▶ [Objective]
Pull out each line of the items below that contains the string "bowl". Letter case must match.
■ ■ ■ ■ ■ ■ ■
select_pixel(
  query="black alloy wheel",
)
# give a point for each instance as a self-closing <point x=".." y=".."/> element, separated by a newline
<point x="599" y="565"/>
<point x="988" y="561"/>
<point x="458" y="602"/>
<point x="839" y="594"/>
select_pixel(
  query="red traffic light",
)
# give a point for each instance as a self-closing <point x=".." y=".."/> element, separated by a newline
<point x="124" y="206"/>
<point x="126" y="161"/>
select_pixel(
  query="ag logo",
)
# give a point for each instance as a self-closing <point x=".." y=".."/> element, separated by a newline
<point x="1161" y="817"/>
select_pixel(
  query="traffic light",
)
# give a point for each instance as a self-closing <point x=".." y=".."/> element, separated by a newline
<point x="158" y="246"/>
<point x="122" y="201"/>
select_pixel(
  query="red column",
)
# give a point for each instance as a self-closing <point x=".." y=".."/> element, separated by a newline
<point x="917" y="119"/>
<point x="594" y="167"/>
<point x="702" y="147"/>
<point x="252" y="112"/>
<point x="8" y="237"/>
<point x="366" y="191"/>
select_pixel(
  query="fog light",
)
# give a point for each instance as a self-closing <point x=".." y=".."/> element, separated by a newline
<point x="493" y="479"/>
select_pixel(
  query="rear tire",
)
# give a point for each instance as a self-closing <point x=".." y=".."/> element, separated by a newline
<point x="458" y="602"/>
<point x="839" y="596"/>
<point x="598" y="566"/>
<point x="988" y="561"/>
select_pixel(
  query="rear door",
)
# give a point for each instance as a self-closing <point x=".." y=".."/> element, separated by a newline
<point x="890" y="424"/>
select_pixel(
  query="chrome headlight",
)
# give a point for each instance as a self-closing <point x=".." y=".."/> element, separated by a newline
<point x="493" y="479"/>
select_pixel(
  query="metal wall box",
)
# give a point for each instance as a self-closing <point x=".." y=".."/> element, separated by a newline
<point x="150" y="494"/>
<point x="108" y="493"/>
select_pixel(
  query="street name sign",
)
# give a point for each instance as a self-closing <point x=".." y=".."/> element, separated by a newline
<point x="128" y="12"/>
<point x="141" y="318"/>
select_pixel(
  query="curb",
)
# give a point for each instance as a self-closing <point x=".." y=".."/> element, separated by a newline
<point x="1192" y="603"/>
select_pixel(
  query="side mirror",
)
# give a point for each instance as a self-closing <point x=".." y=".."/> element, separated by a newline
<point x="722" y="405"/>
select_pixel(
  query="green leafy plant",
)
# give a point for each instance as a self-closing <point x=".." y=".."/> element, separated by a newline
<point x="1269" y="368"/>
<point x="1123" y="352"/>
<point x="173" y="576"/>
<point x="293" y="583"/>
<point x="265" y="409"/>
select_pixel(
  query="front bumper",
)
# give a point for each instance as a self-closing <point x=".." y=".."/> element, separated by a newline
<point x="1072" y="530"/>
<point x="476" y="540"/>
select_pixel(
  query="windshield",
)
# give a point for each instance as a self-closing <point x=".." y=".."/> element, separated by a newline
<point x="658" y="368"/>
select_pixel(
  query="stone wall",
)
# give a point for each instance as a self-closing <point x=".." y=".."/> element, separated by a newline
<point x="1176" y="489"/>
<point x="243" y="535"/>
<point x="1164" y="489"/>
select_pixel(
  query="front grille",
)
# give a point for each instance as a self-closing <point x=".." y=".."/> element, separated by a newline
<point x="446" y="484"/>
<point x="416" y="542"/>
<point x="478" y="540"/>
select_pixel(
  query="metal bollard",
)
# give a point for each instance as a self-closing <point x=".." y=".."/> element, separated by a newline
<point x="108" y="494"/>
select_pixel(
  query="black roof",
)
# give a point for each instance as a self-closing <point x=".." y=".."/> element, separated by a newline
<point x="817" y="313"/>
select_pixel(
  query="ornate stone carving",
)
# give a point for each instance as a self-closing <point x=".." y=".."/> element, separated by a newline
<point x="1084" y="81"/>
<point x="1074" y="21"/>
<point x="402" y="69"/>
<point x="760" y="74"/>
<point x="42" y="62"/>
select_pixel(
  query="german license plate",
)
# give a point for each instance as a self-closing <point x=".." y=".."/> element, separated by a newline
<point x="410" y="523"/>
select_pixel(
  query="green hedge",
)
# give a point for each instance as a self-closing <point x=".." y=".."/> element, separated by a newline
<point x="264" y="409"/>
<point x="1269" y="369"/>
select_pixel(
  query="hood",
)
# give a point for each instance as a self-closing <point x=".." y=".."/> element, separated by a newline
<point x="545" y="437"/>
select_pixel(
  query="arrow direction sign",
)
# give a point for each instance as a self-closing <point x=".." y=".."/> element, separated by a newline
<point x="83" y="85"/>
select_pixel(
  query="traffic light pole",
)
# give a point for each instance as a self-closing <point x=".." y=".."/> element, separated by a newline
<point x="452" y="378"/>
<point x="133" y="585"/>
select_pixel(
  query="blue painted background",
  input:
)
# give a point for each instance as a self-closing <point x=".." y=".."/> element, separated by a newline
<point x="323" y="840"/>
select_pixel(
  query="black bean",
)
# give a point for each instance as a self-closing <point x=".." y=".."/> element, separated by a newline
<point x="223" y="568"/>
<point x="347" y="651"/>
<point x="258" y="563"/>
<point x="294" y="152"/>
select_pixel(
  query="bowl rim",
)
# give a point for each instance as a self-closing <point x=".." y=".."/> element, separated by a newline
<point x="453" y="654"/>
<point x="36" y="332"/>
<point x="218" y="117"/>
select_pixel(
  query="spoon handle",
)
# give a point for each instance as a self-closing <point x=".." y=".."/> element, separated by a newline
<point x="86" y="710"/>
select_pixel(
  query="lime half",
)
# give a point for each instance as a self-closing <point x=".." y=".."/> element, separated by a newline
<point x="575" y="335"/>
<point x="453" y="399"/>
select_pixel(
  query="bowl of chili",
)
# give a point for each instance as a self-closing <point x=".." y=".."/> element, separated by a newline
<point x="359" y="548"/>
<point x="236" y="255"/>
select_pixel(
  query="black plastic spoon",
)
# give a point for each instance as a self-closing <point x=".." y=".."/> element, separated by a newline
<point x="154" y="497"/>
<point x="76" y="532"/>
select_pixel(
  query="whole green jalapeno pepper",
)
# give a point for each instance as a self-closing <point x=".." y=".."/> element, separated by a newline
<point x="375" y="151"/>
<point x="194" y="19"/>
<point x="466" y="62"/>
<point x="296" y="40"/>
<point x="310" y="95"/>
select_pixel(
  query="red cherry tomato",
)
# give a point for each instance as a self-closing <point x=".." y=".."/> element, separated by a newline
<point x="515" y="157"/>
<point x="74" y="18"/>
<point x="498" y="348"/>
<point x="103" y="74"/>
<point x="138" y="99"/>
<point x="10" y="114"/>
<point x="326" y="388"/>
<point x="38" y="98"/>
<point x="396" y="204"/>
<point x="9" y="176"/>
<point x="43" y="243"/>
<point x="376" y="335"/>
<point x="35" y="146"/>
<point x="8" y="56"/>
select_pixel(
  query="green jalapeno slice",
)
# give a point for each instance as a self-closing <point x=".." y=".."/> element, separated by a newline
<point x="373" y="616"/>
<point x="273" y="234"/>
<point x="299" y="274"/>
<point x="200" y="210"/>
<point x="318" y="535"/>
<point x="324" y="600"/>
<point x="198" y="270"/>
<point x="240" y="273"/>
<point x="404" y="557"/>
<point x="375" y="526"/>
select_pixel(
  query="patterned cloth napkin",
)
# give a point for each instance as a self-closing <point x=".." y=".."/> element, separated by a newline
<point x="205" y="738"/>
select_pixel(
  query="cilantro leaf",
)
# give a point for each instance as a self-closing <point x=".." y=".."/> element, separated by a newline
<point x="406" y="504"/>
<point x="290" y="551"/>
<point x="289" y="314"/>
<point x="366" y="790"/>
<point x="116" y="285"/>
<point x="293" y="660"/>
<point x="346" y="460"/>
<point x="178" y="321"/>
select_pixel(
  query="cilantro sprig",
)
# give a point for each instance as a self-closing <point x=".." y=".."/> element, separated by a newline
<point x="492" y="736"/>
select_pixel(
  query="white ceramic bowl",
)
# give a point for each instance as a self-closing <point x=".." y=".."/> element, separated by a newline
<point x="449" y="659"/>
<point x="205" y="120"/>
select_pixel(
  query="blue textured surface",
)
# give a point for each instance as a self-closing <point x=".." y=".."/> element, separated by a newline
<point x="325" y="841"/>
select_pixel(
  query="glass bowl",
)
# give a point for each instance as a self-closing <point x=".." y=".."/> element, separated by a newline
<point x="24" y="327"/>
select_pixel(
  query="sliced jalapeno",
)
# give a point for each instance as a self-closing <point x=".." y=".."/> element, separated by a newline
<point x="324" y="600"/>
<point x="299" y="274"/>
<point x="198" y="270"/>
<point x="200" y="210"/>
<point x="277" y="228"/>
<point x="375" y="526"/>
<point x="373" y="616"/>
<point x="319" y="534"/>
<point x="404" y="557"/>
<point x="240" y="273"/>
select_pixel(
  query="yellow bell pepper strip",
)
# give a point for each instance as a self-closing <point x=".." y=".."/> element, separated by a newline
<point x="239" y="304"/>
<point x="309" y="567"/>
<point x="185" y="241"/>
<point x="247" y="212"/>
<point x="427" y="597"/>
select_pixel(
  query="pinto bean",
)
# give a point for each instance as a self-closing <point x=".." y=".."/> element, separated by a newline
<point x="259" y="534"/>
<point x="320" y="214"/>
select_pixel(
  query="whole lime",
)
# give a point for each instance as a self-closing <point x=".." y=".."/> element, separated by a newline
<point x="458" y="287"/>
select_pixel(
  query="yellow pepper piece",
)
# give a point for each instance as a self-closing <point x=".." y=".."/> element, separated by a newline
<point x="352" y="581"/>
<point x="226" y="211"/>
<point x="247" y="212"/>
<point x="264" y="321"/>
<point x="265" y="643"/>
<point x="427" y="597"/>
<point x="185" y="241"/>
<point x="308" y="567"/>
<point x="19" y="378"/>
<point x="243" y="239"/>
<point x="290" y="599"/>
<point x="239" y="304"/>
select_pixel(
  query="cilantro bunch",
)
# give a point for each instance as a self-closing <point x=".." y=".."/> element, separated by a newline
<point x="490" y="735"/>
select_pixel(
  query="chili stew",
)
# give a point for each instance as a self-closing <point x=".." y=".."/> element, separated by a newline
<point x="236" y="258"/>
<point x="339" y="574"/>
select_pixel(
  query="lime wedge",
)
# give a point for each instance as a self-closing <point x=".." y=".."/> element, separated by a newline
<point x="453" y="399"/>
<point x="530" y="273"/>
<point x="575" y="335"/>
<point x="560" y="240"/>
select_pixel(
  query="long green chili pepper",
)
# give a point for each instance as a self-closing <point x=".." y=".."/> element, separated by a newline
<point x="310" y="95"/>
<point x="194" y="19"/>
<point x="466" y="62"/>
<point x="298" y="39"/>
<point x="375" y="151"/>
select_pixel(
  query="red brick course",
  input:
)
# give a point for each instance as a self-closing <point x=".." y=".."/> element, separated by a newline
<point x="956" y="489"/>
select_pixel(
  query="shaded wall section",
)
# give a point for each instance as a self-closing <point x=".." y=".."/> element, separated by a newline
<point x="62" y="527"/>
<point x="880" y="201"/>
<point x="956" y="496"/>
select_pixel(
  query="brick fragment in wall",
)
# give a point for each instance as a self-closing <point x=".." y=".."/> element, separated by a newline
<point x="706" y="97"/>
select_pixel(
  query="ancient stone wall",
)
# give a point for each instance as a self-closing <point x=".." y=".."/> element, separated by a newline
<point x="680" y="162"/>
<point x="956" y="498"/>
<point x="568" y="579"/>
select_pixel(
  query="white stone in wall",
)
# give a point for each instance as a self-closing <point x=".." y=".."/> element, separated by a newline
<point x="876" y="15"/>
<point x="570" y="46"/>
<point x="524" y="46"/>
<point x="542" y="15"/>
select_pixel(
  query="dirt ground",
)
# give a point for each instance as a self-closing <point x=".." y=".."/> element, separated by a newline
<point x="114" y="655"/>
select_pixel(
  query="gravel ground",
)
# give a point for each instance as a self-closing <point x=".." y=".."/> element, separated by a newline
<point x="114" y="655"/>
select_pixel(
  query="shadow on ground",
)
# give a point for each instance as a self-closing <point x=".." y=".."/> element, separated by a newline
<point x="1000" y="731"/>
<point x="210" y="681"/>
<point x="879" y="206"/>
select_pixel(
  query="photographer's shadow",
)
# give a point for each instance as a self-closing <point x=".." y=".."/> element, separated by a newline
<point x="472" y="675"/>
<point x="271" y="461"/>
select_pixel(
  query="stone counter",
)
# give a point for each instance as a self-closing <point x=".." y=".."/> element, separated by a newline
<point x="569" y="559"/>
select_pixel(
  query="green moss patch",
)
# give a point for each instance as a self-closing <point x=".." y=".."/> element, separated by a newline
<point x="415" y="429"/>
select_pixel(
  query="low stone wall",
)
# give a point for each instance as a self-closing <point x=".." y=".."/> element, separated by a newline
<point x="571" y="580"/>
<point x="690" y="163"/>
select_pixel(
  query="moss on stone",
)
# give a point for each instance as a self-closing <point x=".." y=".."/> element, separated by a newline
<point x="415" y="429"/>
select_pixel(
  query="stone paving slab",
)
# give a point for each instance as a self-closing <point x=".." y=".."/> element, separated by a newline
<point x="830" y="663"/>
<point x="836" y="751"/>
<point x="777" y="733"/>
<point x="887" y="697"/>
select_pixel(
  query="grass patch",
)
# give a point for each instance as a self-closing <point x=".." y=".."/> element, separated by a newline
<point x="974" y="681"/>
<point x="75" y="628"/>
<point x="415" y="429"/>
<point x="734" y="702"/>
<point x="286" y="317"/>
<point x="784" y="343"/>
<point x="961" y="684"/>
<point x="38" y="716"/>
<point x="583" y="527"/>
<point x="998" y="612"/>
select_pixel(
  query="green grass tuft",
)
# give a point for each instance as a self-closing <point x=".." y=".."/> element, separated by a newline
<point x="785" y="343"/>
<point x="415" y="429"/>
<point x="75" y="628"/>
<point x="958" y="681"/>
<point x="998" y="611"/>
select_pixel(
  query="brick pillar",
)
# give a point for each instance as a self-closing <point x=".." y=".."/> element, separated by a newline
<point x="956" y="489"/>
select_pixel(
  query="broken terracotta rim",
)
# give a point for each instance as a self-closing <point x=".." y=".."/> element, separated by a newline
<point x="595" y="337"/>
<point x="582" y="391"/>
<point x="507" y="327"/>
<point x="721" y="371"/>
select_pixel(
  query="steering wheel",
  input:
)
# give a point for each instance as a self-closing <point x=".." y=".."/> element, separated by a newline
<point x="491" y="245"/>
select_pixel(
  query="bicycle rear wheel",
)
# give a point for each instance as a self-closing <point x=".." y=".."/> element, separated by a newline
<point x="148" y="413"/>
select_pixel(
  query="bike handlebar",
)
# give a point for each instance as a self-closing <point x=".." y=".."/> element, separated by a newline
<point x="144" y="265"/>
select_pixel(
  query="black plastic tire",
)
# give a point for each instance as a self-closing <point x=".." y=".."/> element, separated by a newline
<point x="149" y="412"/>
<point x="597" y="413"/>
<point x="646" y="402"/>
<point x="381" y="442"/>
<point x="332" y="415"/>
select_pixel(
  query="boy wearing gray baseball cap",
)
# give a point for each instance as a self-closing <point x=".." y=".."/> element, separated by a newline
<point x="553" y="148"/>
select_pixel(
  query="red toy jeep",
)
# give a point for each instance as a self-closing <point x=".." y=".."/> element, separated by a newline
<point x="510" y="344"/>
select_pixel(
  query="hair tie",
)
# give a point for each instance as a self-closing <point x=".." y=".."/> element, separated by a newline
■ ■ ■ ■ ■ ■ ■
▶ [Exercise result]
  query="bowl rim",
  query="bowl of chili",
  query="white ceramic bowl",
  query="glass bowl",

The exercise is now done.